• [Available records]
:::::

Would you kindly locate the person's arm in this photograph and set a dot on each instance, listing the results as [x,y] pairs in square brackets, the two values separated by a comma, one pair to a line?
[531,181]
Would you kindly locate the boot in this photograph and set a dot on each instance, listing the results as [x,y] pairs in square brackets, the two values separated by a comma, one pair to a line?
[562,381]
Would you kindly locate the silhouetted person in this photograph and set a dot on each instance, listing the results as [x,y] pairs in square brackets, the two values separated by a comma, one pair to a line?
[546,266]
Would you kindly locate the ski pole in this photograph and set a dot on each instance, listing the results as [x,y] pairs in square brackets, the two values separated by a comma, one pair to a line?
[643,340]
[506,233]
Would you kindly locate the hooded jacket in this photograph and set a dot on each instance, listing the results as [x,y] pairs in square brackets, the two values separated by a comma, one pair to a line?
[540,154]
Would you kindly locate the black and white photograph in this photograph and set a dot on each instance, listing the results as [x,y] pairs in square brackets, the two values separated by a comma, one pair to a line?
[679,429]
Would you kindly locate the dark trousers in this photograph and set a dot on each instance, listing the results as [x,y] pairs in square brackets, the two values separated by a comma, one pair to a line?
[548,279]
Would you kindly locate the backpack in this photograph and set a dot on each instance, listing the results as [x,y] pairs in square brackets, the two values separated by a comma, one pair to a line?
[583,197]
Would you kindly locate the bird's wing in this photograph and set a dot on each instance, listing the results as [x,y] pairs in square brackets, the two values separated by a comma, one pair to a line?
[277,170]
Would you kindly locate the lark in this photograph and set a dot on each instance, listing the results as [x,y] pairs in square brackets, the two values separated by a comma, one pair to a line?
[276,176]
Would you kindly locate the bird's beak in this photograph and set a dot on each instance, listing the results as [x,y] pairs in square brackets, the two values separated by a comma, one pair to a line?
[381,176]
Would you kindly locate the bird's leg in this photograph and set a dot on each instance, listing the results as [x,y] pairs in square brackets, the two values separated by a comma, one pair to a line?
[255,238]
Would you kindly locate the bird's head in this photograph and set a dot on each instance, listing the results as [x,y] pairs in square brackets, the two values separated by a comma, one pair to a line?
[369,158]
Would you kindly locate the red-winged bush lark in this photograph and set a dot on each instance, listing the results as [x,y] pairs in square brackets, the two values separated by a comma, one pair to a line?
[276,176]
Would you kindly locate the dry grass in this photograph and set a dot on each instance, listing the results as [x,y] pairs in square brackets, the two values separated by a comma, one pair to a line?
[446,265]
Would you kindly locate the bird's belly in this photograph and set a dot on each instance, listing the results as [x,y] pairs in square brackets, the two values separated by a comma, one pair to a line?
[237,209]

:::::

• [Work required] Give back the material above exactly as it was given.

• [Result of the exercise]
Would you kindly locate the person's arm in this photograph and set a dot on each instance, listing the results as [x,y] pairs in square brackets, the two values separated by a comma, one pair to a line?
[531,181]
Would you kindly locate the boot in this photograph and set a dot on each instance, listing the results as [x,y] pairs in square brackets, the two values separated by a comma, one pair to a line?
[562,381]
Would you kindly locate the silhouetted person in this photograph and set a dot on each instance, listing the results as [x,y] pairs in square brackets, the two values separated by a comma, one pair to a line?
[546,266]
Would you kindly locate the ski pole in this photograph and set a dot on each instance, listing the results as [x,y] pairs in square brackets, the two values separated by a comma, one pair to a line?
[643,340]
[506,233]
Would you kindly locate the hooded jacket in this photograph and set a dot on each instance, listing the results as [x,y] pairs in square brackets, the two values separated by a comma, one pair to a line?
[540,154]
Would you kindly locate the black and white photograph in this photograph and set a dot on each instance, listing the results as [x,y] pairs in square brackets, the two values separated by a comma, one pair to a line?
[679,429]
Would you kindly locate the dark trousers in this photograph and set a dot on each instance, listing the results as [x,y] pairs in square brackets, the two values separated by a comma, one pair to a line?
[548,279]
Would you kindly locate the backpack in this photograph and set a dot on each instance, listing the results as [x,y] pairs in square brackets, the two values separated by a comma, one pair to a line?
[583,197]
Would you kindly locate the bird's wing in this photograph and set a dot on each instance, listing the results as [x,y] pairs in square brackets, the two values separated by a comma, one pair to a line?
[277,170]
Would you kindly locate the lark in this photograph and set a dot on each instance, listing the results as [x,y] pairs in square brackets, the two values separated by a comma, one pair to a line?
[276,176]
Would you kindly locate the bird's beak in this photograph and set a dot on each instance, listing the results as [x,y] pairs in square brackets, the two values separated by a comma, one pair to a line?
[381,176]
Would you kindly locate the bird's leg in this photograph and set a dot on each instance, listing the results as [x,y] pairs in square brackets, the two values separated by a comma, one pair to a line?
[255,238]
Would you kindly locate the bird's head in this photograph and set a dot on each instance, listing the results as [x,y] pairs in square brackets, the two values separated by a comma, one pair to a line?
[369,158]
Would you kindly locate the red-winged bush lark in this photograph and set a dot on each instance, listing the results as [x,y] pairs in square brackets, the two values separated by a comma, one pair to a line?
[276,176]
Would you kindly locate the dry grass in this photograph and set a dot on each instance, listing the results as [x,y] pairs in square brackets, the two values separated by a comma, one pair to a line?
[446,265]
Would you kindly locate the bird's belly in this photograph and set a dot on each instance, listing the results as [x,y] pairs in square brackets, the two values separated by a comma, one pair to a line?
[237,209]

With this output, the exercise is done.